(Stated goal) Translate this sentence from the VPLS text below into Spanish: "When an AC or a PW goes down, the PE deletes MAC addresses on the AC or PW."

2. The information advertised by BGP includes the ID (for example, LSR ID) and VPLS ID of the advertising PE.
3. The receiving PE compares the received VPLS ID with its own VPLS ID. If the two VPLS IDs are identical, the two PEs use LDP to establish a PW. If not, the PEs do not establish a PW.
4. After discovering a peer PE address available for PW establishment through BGP, the PE uses LDP in DU mode to send a label mapping message to the peer PE unsolicitedly. The FEC type in the LDP message is Generalized PWid FEC Element (FEC 129), which contains the VPLS ID, Source Attachment Individual Identifier (SAII), and Target Attachment Individual Identifier (TAII). The SAII is the LSR ID of the advertising PE. The TAII identifies the remote PE and is advertised by the remote PE. VPLS ID+SAII+TAII uniquely identifies a PW in a VPLS instance.
5. After the two PEs receive the PW-label binding from each other, they establish a BGP auto-discovery LDP PW.
BGP auto-discovery LDP PWs combine the advantages of LDP PWs and BGP PWs, realizing automatic discovery of VPLS members through BGP and label exchange between VPLS members through LDP.
For user networks, a VPLS network emulates an Ethernet bridge, which forwards packets based on MAC address or both MAC address and VLAN tag. Each PE associated with a particular VPLS service establishes a VSI for the VPLS instance, and each VSI maintains a MAC address table and supports packet flooding and forwarding, and MAC address learning and aging.
VPLS provides reachability through source MAC learning. A PE maintains a MAC address table for each VSI.
As shown in Figure 6, a PE learns source MAC addresses in the following ways:
· Learning the source MAC addresses of directly connected sites.
If the source MAC address of a packet from a CE does not exist in the MAC address table, the PE learns the source MAC address of the AC connected to the CE.
· Learning the source MAC addresses of remote sites connected through PWs.
A VSI regards a PW as a logical Ethernet interface. If the source MAC address of a packet from a PW does not exist in the MAC address table, the PE learns the source MAC address on the PW of the VSI.
Figure 6 MAC address learning
Learned MAC address entries that are no more in use need to be aged out by an aging mechanism. The aging mechanism functions based on the source MAC addresses of received packets. Whenever a PE receives a packet, it sets an activated or effective flag for the corresponding MAC address entry. If a MAC address entry does not has an activated or effective flag set in a specified period of time, it will be removed from the MAC address table.
When an AC or a PW goes down, the PE deletes MAC addresses on the AC or PW. Then it sends an LDP address withdrawal message to notify all other PEs in the VPLS instance to delete those MAC addresses.

(Supplied information)
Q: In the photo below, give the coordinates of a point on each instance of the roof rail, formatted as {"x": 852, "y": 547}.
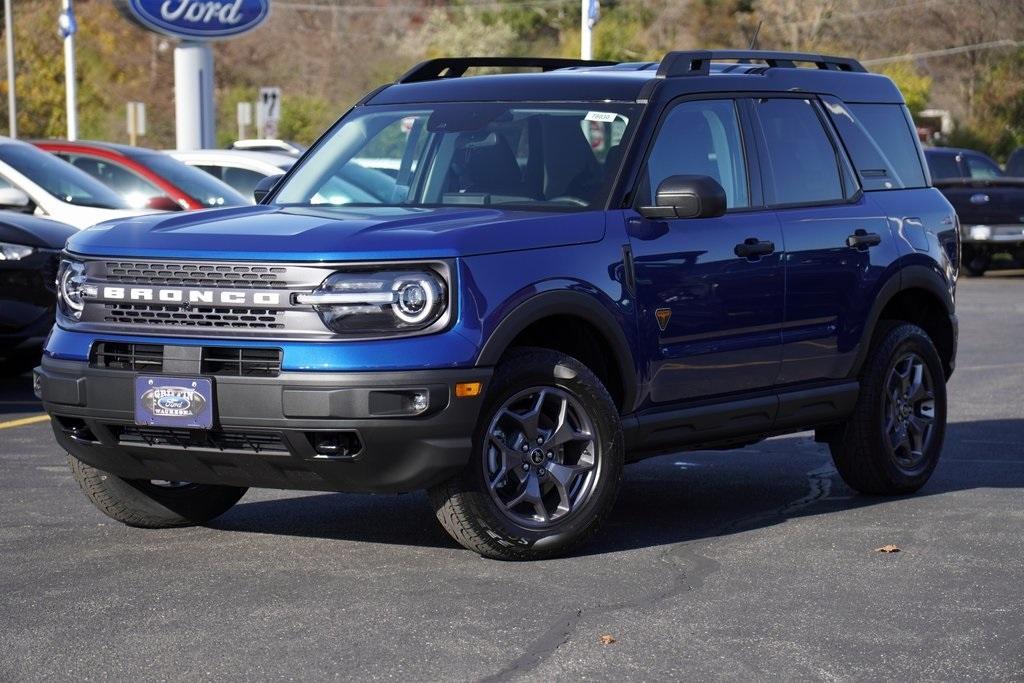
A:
{"x": 697, "y": 62}
{"x": 456, "y": 67}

(Solution for this task) Cuando un AC o un PW deja de funcionar, el PE elimina las direcciones MAC en el AC o el PW.